*** Opening Excerpt ***
UW researchers to expand program to prevent diabetic eye disease
MADISON, Wis. (WMTV) - Researchers at the University of Wisconsin School of Medicine and Public Health are hoping to make strides in preventing eye disease, especially for those with diabetes.
Diabetes can damage the eyes and even result in blindness, according to Dr. Yao Liu, director of the UW Teleophthalmology Program.
She added, diabetic eye disease is the leading cause of blindness among working-age adults in the country.
“We can detect diabetic eye disease before patients even realize that they have a problem,” Dr. Liu said.
With the support of a national grant totaling $4.4 million, Dr. Liu and her team plan to focus on improving their teleophthalmology programs at select primary care clinics.
For several years, UW researchers have practiced teleophthalmology within the state by having primary care physicians take photos of the back of patients’ eyes. The images are then sent to UW Health eye specialists in Madison, who reviews them for early signs of damage.
Dr. Liu now hopes to expand out of Wisconsin clinics to start the program in up to ten new health systems around the country. All of them would focus on rural communities.
“The goal of our research is to make eye care more accessible, particularly for people in rural communities who have to travel longer distances to get eye specialty care,” Dr. Liu said. “With teleophthalmology, we can have patients get their eyes checked by a doctor who may be even hundreds of miles away using cameras, smartphones and other new technologies.”
The grant was awarded by the National Eye Institute, part of the National Institutes of Health, in September 2021.
*** Closing Excerpt ***
*** Opening Information given ***
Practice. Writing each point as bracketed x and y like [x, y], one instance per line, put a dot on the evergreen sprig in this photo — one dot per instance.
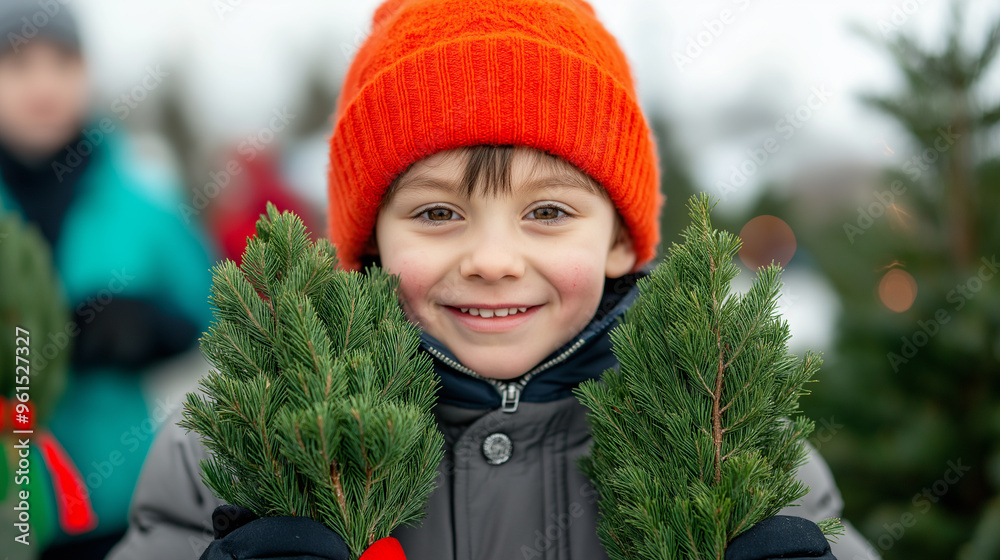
[33, 299]
[319, 403]
[694, 438]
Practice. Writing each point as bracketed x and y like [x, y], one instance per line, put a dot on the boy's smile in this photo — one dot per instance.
[501, 279]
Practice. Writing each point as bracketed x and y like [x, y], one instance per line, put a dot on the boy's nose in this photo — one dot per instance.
[492, 258]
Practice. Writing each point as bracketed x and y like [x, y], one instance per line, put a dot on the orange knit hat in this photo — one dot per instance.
[441, 74]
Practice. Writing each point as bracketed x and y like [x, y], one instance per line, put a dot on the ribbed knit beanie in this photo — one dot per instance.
[440, 74]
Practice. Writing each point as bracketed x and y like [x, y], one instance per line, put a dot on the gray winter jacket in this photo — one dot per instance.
[508, 488]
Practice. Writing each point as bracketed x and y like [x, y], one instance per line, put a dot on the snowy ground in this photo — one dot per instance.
[727, 73]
*** Closing Information given ***
**Things to do:**
1. Could you transcribe the teleophthalmology article between "She added, diabetic" and "on rural communities.", inclusive?
2. Can you summarize the teleophthalmology article in two sentences?
The lines come from a separate source, not from the teleophthalmology article.

**Outputs by task:**
1.
She added, diabetic eye disease is the leading cause of blindness among working-age adults in the country.
“We can detect diabetic eye disease before patients even realize that they have a problem,” Dr. Liu said.
With the support of a national grant totaling $4.4 million, Dr. Liu and her team plan to focus on improving their teleophthalmology programs at select primary care clinics.
For several years, UW researchers have practiced teleophthalmology within the state by having primary care physicians take photos of the back of patients’ eyes. The images are then sent to UW Health eye specialists in Madison, who reviews them for early signs of damage.
Dr. Liu now hopes to expand out of Wisconsin clinics to start the program in up to ten new health systems around the country. All of them would focus on rural communities.

2. Dr. Yao Liu and her team at the University of Wisconsin School of Medicine and Public Health received a $4.4 million grant from the National Eye Institute in September 2021 to improve their teleophthalmology programs, in which primary care physicians photograph the back of patients' eyes and send the images to UW Health eye specialists in Madison. The team hopes to expand the program beyond Wisconsin to up to ten health systems around the country, all focused on rural communities, so that diabetic eye disease, the leading cause of blindness among working-age adults in the country, can be detected before patients realize they have a problem.